Text passage:

2. A Reasonable Jury Could Conclude That Bay Valley Subjected Bolton to an Adverse Employment Action Under Circumstances Giving Rise to an Inference of Unlawful Discrimination
Bolton must show that Bay Valley subjected him to an adverse employment action under circumstances giving rise to an inference of unlawful discrimination. Bolton argues that Derek DeJohn and Patrick Parra, his Caucasian colleagues, received more favorable treatment from Bay Valley than he did because they are Caucasian.
a. A Reasonable Jury Could Conclude that Bolton Was Similarly Situated with Respect to His Training and Obtaining the Mechanical Maintenance Position, but not with Respect to Obtaining the Forklift Position or His Termination
To compare Bay Valley's treatment of Bolton to its treatment of other Bay Valley employees, Bolton must show that those employees were similarly situated to him but did not share his statutorily protected trait. Although a similarly situated employee need not be identical to the plaintiff, the other employee must be similar in "all relevant respects." Abdul-Latif v. Cty. of Lancaster, 990 F. Supp. 2d 517, 525 (E.D. Pa. 2014). Relevant factors include whether the employees work in the same building, whether they have similar job responsibilities, and whether they deal with the same supervisor or decision maker. Id. at 526. The question of whether employees were similarly situated is generally one of fact for the jury. Id.

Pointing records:
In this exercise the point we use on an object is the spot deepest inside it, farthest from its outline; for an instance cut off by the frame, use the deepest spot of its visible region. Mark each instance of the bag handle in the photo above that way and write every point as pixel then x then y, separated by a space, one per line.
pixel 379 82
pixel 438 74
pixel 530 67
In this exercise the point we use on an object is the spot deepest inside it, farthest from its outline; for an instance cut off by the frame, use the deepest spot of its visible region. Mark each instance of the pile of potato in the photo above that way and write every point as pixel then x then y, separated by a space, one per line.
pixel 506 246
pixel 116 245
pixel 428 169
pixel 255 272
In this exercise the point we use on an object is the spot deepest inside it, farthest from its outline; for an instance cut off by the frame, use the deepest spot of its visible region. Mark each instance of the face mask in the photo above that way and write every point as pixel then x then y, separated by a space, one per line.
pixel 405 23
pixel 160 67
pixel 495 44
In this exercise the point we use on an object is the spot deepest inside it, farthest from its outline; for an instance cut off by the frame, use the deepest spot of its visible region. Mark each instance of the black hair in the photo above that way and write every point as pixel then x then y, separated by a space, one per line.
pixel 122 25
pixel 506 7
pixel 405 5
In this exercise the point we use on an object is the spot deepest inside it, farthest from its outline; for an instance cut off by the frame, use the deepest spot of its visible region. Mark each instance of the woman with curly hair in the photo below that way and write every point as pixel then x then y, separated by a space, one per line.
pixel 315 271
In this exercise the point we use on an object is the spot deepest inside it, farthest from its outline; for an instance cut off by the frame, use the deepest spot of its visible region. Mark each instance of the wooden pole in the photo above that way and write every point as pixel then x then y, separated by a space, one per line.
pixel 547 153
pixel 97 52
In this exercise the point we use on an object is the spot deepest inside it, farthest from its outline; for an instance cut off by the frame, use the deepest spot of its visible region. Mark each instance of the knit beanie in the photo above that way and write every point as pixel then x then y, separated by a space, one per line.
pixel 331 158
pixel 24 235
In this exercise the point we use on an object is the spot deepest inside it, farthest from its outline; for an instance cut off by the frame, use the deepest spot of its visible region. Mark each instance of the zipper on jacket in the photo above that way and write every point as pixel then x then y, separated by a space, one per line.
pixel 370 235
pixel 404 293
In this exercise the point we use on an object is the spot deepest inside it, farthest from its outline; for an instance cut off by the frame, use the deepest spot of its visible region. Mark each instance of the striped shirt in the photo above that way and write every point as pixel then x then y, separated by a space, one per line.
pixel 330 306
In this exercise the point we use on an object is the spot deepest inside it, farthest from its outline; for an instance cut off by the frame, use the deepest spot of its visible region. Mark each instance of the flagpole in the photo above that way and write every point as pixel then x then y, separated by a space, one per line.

Requirement 1:
Answer these from the discrimination-claim excerpt:
(a) Which two colleagues does Bolton say received more favorable treatment?
(b) Which case is cited for the rule that a comparable employee must be similar in "all relevant respects"?
(c) Who generally decides whether employees were similarly situated?
Requirement 2: Write out the passage of the discrimination-claim excerpt between "2. A Reasonable" and "they are Caucasian.", inclusive.

Full solution 1:
(a) Derek DeJohn and Patrick Parra.
(b) Abdul-Latif v. Cty. of Lancaster, 990 F. Supp. 2d 517, 525 (E.D. Pa. 2014).
(c) The jury.

Full solution 2:
2. A Reasonable Jury Could Conclude That Bay Valley Subjected Bolton to an Adverse Employment Action Under Circumstances Giving Rise to an Inference of Unlawful Discrimination
Bolton must show that Bay Valley subjected him to an adverse employment action under circumstances giving rise to an inference of unlawful discrimination. Bolton argues that Derek DeJohn and Patrick Parra, his Caucasian colleagues, received more favorable treatment from Bay Valley than he did because they are Caucasian.